Page excerpt:
To run a frequent train service like DLR does, the track has to be devided into
many short blocks, requiring installation and maintenance of lots of signalling equipment.
The number of blocks is limited by the minimum length of a block, which is the distance it
takes for a train at full speed to come to a complete stop in the worst possible conditions.
The biggest disadvantage of this system is the long distance needed between two trains
which limits the capacity of the railway. The original DLR control
system was a fixed-block system which could run a 2 minute service frequency.
This system was later replaced by the latest technology: a transmission-based or moving block system. | | |
| The moving-block system | | |
| On railways using a fixed-block system trains are always at least the lenght of one block
apart from eachother. So even at low speed it's impossible to decrease the distance between two
trains. The real safe distance between two trains is the distance needed for a train to come
to a stop before hitting the train in front of it, which is much shorter than the fixed-block
lenth and even shorter at low speed.

Information provided:
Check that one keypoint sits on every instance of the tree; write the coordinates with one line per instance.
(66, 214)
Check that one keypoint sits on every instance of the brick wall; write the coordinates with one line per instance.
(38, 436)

The tasks:
#1 In the DLR signalling text, what service frequency could the original fixed-block control system run?
#2 Retype the DLR signalling text, everything from "This system was" down to "at low speed.".
#3 Carry on the piece about DLR block signalling from the point where it stops.

Final results:
#1 A 2-minute service frequency.

#2
This system was later replaced by the latest technology: a transmission-based or moving block system. | | |
| The moving-block system | | |
| On railways using a fixed-block system trains are always at least the lenght of one block
apart from eachother. So even at low speed it's impossible to decrease the distance between two
trains. The real safe distance between two trains is the distance needed for a train to come
to a stop before hitting the train in front of it, which is much shorter than the fixed-block
lenth and even shorter at low speed.

#3
The moving block system allows trains to travel much closer to eachother. Instead of cutting
a piece of line into fixed blocks, the train itself and a part of the line in front of it
and in its back becomes a moving block which no other train can enter. The length of this block
(also called the safety zone) depends on the braking distance of the train which in its turn
depends on the speed of the train and the track conditions locally. For a moving block system to work, the system needs a reliable train position and speed to calculate the safety zone surrounding the train. The system onboard the train itself continually calculates its own position and transmits it, along with other data like speed, direction and other onboard status data, to the wayside systems. In return the wayside systems transmit data like maximum permitted speed and the current target point of the train, which is a point along the line that can be reached safely without any obstructions in the way. By advancing the target point of a train along the way, the train is safely guided to it's next stop at a safe speed and a safe distance to the train in front of it. This way trains can run much closer together making it possible to run trains at a much higher frequency, even as short as one minute apart. | | |
| Seltrac | | |
| When replacing the old system, DLR had to look out for a new but yet operational
system. The chosen system was Seltrac, supplied and installed by Alcatel of Canada.
It was already in use on railwaysystems in Vancouver, Detroit and Toronto where it had
proven to be a reliable system. Seltrac is a transmission-based moving-block automatic train
control (ATC) system, combining both automatic train protection (ATP) and automatic train
operation (ATO). The seltrac system consists of 3 main parts ('primary control levels').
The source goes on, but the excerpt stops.